------ ESTRATTO FORNITO
Ho conosciuto Malaspina per vie traverse. La prima volta che lo vidi di persona doveva aprire uno degli ultimi concerti di De André a Nuoro, anni dopo lo incontrai a Cagliari. Ci scambiammo CD, o meglio io gli diedi qualcosa di mio. Poi, via mail abbiamo parlato un po’ di musica, così come quando nel 2021 mi intervistò per Satisfiction. Fu imbarazzante essere intervistato da uno dei maggiori cantautori italiani. Non troppo tempo fa mi chiese, non ricordo più per quale testata, la disponibilità per una video-intervista. Inizialmente rifiutai, poi fu lui a convincermi — segue la breve conversazione iniziale — e prendemmo accordi. Poi la salute si aggravò e rimandammo l’appuntamento, ma anche la morte, seriale com’è, posticipò di pochi anni il suo rendez-vous.
Mi è impossibile trovare parole adeguate, quindi preferisco scadere nella banalità: Malaspina è stato un grande cantautore, per lo più incompreso e snobbato dal mercato discografico.
E già mi ‘viene nostalgia dei fiori di mandorlo che volano via’.
O.M. – Mi spieghi perché dobbiamo spendere tanta fatica ed energie per concordare una chiacchierata sulla musica, io e te?
N.P. – Non ho mai avuto un buon rapporto con le interviste, soprattutto con quelle ‘in diretta’; così per le comunicazioni telefoniche, anche con gli amici, dove esprimo sempre un pacato nervosismo, imbarazzo e una strisciante dislessia. Forse dipende dal mio carattere schivo, dall’insicurezza o dal mio essere un disadattato (definizione che mi ha affibbiato un caro amico). Però, essere ospiti di Oliviero Malaspina ritengo sia un privilegio, quindi questa occasione era imperdibile! Alle mie piccole paranoie si aggiunge inoltre il sospetto, non poco fondato, di vivere in un’epoca che non mi appartiene. Sarà che sono figlio del ‘900, ma io tutta questa tecnologia, i social, gli influencer faccio fatica a digerirli. Non sono abituato e mai lo sarò alle relazioni intermittenti, ultra veloci, social. Se ci fai caso, nel periodo della quarantena sono stato uno dei pochi che non ha infestato le bacheche con collegamenti e dirette su Zoom… Citando una vignetta di Silvia Ziche, a breve occorreranno i cani guida per i portatori di smartphone.
O.M. – Sei uno sfondatore di porte aperte. Ci si sentirà a breve, ti scrivo o chiamo per stabilire giorno e ora. Buona musica.
Anziché la video intervista che non mi fece, segue un suo scritto sulla sua amicizia con Fabrizio De André e un aneddoto di Max Manfredi.
“La voce della musica” è il nuovo spazio dedicato alla canzone d’autore e indipendente, curato da Oliviero Malaspina, visibile attraverso le piattaforme Rumble e YouTube.
Non si tratta solo di avere uno spazio per fare conoscere la propria musica sfidando la censura del mercato — dice il conduttore —, ma di dare voce alla canzone d’autore nelle sue espressioni più alte e originali.
------------
------ DATI MOSTRATI
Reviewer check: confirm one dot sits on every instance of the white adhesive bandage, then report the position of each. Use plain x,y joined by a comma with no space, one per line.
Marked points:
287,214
------------
▶ **COSA FARE**:
1. Quali persone sono indicate con nome e cognome nell'estratto?
2. Copia dall'estratto il passo che si apre con le parole contenenti "E già mi ‘viene" e si chiude con "musica, io e te?".

▶ **RISPOSTE PER COMPITO**:
1. Oliviero Malaspina, Fabrizio De André, Silvia Ziche, Max Manfredi

2.
E già mi ‘viene nostalgia dei fiori di mandorlo che volano via’.
O.M. – Mi spieghi perché dobbiamo spendere tanta fatica ed energie per concordare una chiacchierata sulla musica, io e te?